Labeling and segmentation records
:::

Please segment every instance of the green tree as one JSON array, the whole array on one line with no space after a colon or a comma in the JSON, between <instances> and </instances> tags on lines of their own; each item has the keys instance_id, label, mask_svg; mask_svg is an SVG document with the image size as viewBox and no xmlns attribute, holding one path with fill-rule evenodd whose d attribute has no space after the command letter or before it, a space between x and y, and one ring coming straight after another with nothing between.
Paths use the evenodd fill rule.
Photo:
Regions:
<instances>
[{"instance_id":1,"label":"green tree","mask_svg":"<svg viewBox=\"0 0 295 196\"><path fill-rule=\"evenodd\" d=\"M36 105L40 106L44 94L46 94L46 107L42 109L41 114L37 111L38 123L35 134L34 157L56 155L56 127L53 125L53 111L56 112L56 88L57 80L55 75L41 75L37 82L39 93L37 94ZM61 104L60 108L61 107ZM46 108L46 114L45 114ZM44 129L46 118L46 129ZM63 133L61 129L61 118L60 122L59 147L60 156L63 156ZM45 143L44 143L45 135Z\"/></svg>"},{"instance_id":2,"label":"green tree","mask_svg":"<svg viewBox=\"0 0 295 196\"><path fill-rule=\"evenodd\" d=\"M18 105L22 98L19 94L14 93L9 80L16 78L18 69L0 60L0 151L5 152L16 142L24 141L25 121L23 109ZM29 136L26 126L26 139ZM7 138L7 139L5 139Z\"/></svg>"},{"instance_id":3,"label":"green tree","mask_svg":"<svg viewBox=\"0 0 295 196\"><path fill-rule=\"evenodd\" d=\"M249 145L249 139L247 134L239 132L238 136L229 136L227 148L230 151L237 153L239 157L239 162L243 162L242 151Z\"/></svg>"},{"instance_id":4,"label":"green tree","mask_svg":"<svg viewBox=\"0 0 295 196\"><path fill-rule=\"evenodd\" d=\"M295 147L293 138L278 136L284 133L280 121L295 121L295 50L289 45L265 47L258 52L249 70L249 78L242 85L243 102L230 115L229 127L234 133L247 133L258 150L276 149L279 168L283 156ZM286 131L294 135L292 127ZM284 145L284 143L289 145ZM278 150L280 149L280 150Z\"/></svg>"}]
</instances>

:::

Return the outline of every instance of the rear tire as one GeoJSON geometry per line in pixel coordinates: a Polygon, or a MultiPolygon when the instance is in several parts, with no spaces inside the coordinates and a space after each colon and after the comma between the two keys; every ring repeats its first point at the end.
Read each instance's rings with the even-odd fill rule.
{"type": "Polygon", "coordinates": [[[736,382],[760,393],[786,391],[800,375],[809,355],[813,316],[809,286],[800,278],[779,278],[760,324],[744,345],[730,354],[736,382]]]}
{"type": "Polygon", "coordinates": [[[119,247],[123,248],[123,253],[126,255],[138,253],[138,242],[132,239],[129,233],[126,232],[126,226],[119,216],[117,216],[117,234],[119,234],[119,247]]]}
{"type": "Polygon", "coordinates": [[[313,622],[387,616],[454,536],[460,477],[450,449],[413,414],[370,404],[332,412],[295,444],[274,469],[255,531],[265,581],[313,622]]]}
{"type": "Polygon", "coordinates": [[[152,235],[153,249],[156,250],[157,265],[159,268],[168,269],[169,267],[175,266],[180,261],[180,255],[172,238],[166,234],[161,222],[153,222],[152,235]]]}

:::

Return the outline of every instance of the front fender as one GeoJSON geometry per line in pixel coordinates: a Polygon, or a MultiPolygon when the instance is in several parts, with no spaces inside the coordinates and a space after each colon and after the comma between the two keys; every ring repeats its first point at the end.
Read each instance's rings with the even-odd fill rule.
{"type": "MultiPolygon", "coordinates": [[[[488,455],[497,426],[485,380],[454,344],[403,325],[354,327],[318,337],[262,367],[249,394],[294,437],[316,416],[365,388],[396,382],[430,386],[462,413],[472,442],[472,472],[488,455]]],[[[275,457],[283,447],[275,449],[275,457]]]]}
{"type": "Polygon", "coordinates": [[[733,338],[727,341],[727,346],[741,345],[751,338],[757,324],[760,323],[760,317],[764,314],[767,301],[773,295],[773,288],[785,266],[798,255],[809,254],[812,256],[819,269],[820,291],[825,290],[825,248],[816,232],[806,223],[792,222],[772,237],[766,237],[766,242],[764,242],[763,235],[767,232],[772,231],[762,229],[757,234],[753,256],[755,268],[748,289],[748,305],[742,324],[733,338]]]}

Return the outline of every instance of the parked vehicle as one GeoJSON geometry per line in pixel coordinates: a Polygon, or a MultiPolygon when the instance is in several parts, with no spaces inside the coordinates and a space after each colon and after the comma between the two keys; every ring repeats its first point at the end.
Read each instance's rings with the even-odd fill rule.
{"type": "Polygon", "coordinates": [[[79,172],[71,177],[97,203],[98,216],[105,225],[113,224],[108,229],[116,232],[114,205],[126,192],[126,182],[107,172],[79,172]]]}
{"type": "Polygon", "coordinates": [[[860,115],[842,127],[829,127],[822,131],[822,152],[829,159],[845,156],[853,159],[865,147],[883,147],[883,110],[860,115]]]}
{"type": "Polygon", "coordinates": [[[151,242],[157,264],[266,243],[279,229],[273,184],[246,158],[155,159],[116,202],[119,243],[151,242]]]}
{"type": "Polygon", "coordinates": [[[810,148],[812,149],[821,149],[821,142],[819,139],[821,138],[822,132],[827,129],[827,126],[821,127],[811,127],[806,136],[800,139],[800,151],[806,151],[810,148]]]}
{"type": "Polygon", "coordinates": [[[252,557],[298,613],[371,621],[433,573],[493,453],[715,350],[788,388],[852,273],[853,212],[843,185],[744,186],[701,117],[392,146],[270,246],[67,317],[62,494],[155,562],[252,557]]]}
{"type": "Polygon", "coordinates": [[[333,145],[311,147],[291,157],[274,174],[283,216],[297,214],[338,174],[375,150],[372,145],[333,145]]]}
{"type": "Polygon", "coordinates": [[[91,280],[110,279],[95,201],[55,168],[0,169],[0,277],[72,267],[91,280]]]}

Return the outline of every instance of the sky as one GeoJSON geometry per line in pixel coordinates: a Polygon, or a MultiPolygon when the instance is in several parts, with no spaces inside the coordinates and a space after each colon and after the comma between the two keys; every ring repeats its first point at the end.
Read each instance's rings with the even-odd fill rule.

:::

- BRIEF
Pick out every line in the items above that contains the string "instances", and copy each of those lines in full.

- REPLY TO THE TASK
Please segment every instance of the green tree as one JSON array, the whole array on one line with no space after a colon or a comma in the JSON, between <instances> and </instances> tags on lines of their own; each item has the keys instance_id, label, mask_svg; mask_svg is an SVG document with the image size as viewBox and no xmlns attribute, holding one path with fill-rule evenodd whose d attribute has no space after the command letter or before it, a space between x and y, and one ring coming straight after another with nothing between.
<instances>
</instances>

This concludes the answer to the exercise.